Text segment:
Building a Distributed MapReduce System in Go

May 16, 2023

This article was originally published at Better Programming Medium Publication.

Hands-on implementation based on the MapReduce paper

MR-Image

MapReduce is a programming model developed at Google and is used to process large datasets by distributing compute onto commodity hardware. It has been heavily used for big data processing, including but not limited to building search indices, sorting, distributed grep, etc.

In this post, we’d be building a Distributed MapReduce system, as per the MapReduce paper, which would have the ability to allow application developers to use it for building MapReduce applications.

The main purpose here is to learn about distributed systems by actually building one. Implementing a distributed system involves working with various components like networking, communication protocols, data replication, fault tolerance, and concurrency control. By building and deploying a distributed system, we gain firsthand experience with these concepts and get a practical understanding of how they work together.

MapReduce is a relatively simpler system and implementing it is a good first exercise when learning to build distributed systems.

The system we’ll build will abstract complex details like distributed computations from the application developer. Of course, this would lead to restricting the programming model as well, which in a way, would help to parallelize and distribute computations and provide fault tolerance easily.

Some familiarity with Golang, the RPC model, and concurrency constructs like goroutines and wait-broadcast is required. At the end of this post, I do provide a link to a GitHub repo with all the code and instructions to run it.

Introduction

The MapReduce paper was authored by two engineers from Google, Jeff Dean and Sanjaya Ghemawat. They were the ones who also brought GFS, Spanner, BigTable, and much more stuff to Google.

We will refer to some excerpts from the MapReduce paper during implementation.

A simple MapReduce application code for word-count looks like the following:

func map(String key, String value):  
    // key: document name  
    // value: document contents  
    for each word w in value:  
        EmitIntermediate(w, "1")  
  
func reduce(String key, Iterator values):  
    // key: a word  
    // values: a list of counts  
    int result = 0;  
    for each v in values:  
        result += ParseInt(v)  
    Emit(AsString(result))

Here the map function assigns a value 1 and emits key-value pairs as intermediate data. From this intermediate data, all the values associated with each key are passed to the reduce function to add all the 1s for that particular key and output the result.

The above is the code application developers would plug into the MapReduce System. Our goal for this post is to develop a system that takes in that code and computes the result, handling all the runtime and parallelism, so the application developers won’t have to worry about them.

Extracted data:
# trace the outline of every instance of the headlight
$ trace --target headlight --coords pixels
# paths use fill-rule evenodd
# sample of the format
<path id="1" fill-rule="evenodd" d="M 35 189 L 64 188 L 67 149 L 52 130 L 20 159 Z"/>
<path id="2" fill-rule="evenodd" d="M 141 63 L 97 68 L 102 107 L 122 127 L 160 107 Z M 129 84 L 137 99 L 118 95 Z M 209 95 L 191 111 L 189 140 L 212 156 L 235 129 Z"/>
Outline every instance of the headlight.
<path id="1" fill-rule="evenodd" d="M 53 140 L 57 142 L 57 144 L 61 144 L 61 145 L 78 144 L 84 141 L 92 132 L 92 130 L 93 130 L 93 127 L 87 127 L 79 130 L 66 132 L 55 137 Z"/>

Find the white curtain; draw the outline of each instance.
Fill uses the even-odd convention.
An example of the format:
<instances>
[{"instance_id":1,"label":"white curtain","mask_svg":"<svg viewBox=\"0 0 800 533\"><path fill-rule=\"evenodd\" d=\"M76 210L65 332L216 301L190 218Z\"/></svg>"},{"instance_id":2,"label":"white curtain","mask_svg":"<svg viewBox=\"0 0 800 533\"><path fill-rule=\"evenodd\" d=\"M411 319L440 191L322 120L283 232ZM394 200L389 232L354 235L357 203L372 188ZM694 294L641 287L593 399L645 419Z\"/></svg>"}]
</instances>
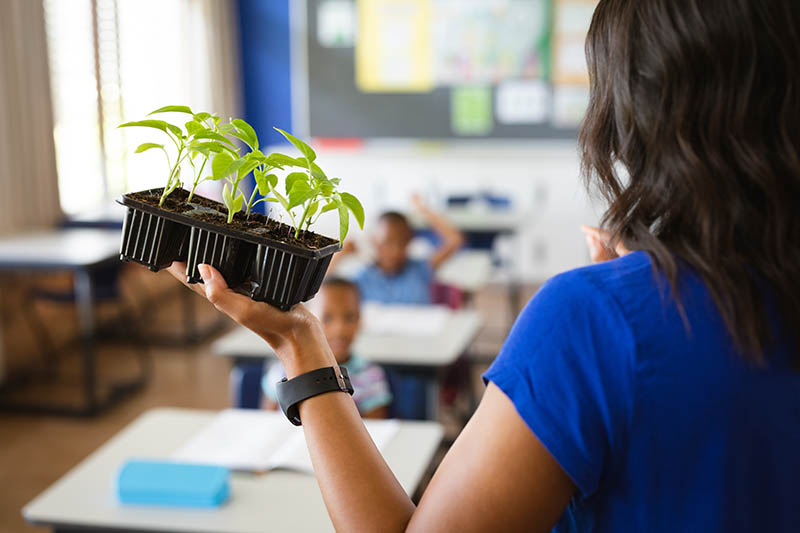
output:
<instances>
[{"instance_id":1,"label":"white curtain","mask_svg":"<svg viewBox=\"0 0 800 533\"><path fill-rule=\"evenodd\" d=\"M0 234L61 218L42 3L0 1Z\"/></svg>"}]
</instances>

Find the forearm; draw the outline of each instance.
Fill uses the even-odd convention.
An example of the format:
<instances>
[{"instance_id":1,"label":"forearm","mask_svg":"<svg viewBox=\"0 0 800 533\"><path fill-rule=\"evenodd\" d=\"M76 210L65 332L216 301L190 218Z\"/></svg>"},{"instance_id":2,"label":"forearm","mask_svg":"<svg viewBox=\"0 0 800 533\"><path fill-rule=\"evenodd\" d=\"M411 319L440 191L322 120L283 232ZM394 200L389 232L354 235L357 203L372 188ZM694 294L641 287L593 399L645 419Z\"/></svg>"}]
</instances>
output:
<instances>
[{"instance_id":1,"label":"forearm","mask_svg":"<svg viewBox=\"0 0 800 533\"><path fill-rule=\"evenodd\" d=\"M453 255L453 253L464 245L464 234L443 216L428 208L423 208L422 214L437 235L442 238L442 243L431 258L433 267L438 268L445 259Z\"/></svg>"},{"instance_id":2,"label":"forearm","mask_svg":"<svg viewBox=\"0 0 800 533\"><path fill-rule=\"evenodd\" d=\"M297 357L287 358L287 377L331 366L333 356L316 336L309 333L293 350ZM300 419L336 529L403 531L414 504L372 442L353 399L341 392L309 398L300 404Z\"/></svg>"}]
</instances>

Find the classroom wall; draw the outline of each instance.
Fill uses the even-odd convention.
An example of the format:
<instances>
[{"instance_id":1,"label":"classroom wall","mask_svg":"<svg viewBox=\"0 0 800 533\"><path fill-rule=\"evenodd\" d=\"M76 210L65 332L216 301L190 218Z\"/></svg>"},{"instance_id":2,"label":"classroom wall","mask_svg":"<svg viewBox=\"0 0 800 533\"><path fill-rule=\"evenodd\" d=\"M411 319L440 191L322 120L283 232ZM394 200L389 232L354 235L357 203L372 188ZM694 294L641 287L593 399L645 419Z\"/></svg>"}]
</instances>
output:
<instances>
[{"instance_id":1,"label":"classroom wall","mask_svg":"<svg viewBox=\"0 0 800 533\"><path fill-rule=\"evenodd\" d=\"M589 260L579 226L596 224L602 209L584 191L573 141L386 142L358 150L321 148L318 154L328 175L342 178L344 190L362 199L367 231L380 212L407 210L415 192L442 207L449 195L488 190L510 196L527 217L516 239L499 243L499 251L514 258L521 281L538 283ZM337 224L330 213L319 230L336 235ZM365 239L358 231L353 235Z\"/></svg>"}]
</instances>

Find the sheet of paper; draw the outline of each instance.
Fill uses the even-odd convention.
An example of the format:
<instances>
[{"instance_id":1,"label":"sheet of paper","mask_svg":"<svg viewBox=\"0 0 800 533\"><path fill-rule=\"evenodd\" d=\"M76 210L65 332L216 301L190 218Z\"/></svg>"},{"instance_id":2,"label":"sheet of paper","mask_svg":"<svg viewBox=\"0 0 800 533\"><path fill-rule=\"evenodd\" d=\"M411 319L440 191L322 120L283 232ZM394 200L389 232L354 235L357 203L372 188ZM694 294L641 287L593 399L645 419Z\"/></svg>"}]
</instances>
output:
<instances>
[{"instance_id":1,"label":"sheet of paper","mask_svg":"<svg viewBox=\"0 0 800 533\"><path fill-rule=\"evenodd\" d=\"M456 135L486 135L494 127L489 87L453 87L450 125Z\"/></svg>"},{"instance_id":2,"label":"sheet of paper","mask_svg":"<svg viewBox=\"0 0 800 533\"><path fill-rule=\"evenodd\" d=\"M497 120L502 124L546 122L550 91L543 81L508 81L497 87Z\"/></svg>"},{"instance_id":3,"label":"sheet of paper","mask_svg":"<svg viewBox=\"0 0 800 533\"><path fill-rule=\"evenodd\" d=\"M450 311L443 305L383 305L365 303L364 335L433 337L443 332Z\"/></svg>"},{"instance_id":4,"label":"sheet of paper","mask_svg":"<svg viewBox=\"0 0 800 533\"><path fill-rule=\"evenodd\" d=\"M400 429L396 420L366 420L365 425L381 451ZM250 409L221 411L172 459L251 472L285 468L314 473L303 428L282 414Z\"/></svg>"},{"instance_id":5,"label":"sheet of paper","mask_svg":"<svg viewBox=\"0 0 800 533\"><path fill-rule=\"evenodd\" d=\"M553 124L574 128L586 116L589 106L589 88L563 85L553 91Z\"/></svg>"},{"instance_id":6,"label":"sheet of paper","mask_svg":"<svg viewBox=\"0 0 800 533\"><path fill-rule=\"evenodd\" d=\"M264 471L285 442L302 429L274 413L226 409L173 454L190 463Z\"/></svg>"}]
</instances>

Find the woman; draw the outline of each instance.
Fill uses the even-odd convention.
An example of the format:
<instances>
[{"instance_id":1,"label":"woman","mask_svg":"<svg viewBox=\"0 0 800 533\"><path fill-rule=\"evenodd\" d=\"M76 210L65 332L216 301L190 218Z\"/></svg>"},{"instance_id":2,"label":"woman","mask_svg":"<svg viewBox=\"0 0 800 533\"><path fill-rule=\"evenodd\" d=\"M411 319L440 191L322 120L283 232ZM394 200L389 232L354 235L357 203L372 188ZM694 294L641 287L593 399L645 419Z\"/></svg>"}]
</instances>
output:
<instances>
[{"instance_id":1,"label":"woman","mask_svg":"<svg viewBox=\"0 0 800 533\"><path fill-rule=\"evenodd\" d=\"M800 530L800 2L601 0L587 58L585 174L633 252L539 291L416 508L348 395L300 403L337 529ZM335 364L305 308L202 274L289 377Z\"/></svg>"}]
</instances>

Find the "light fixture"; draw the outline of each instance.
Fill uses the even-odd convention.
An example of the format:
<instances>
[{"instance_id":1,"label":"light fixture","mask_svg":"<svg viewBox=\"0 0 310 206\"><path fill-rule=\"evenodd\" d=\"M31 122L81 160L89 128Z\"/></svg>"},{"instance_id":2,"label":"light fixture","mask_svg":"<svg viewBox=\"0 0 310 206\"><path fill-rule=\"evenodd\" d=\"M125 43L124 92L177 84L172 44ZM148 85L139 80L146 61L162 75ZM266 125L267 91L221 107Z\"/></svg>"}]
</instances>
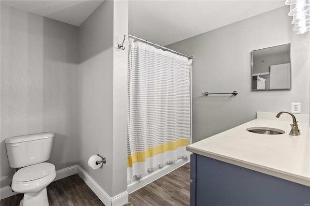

Task instructions:
1. Give the MapReduce article again, starting at "Hands-on implementation based" and ending at "distributed grep, etc.", and switch "commodity hardware" to "off-the-shelf machines".
2. Proceed with the MapReduce article from the point where it stops.

Solved tasks:
1.
Hands-on implementation based on the MapReduce paper

MR-Image

MapReduce is a programming model developed at Google and is used to process large datasets by distributing compute onto off-the-shelf machines. It has been heavily used for big data processing, including but not limited to building search indices, sorting, distributed grep, etc.

2.
Implementation

Let’s say we have a large text file, which we would partition into M number of file splits. Each file split would be assigned as a task to a machine in the cluster that runs in parallel and applies the map function on the file split (e.g., the function defined above). These map invocations would be distributed across many machines. We will have all the processes running on the same machine for simplicity, but we’ll still see parallelism as we run them on a multi-core processor.

We would have a special single process, which we’ll call the coordinator (referred to as “master” in the paper). The coordinator is responsible for assigning tasks to the workers, and the workers are actually the ones responsible for executing those map and reduce tasks.

Users provide — the data to be processed, the MapReduce application code, and the number of reduce workers, NReduce. NReduce would also refer to the total number of partitions based on which the intermediate data from the map phase would be stored.

Design

At a high level, a single coordinator and multiple worker processes are spawned. Workers polls for available tasks from the coordinator through RPC calls. The coordinator looks for available tasks, records the startTime for the task, updates its status, and returns it to the worker. The workers perform map or reduce tasks based on the task type and make another RPC call to the coordinator to mark the task as completed once it successfully finishes its execution.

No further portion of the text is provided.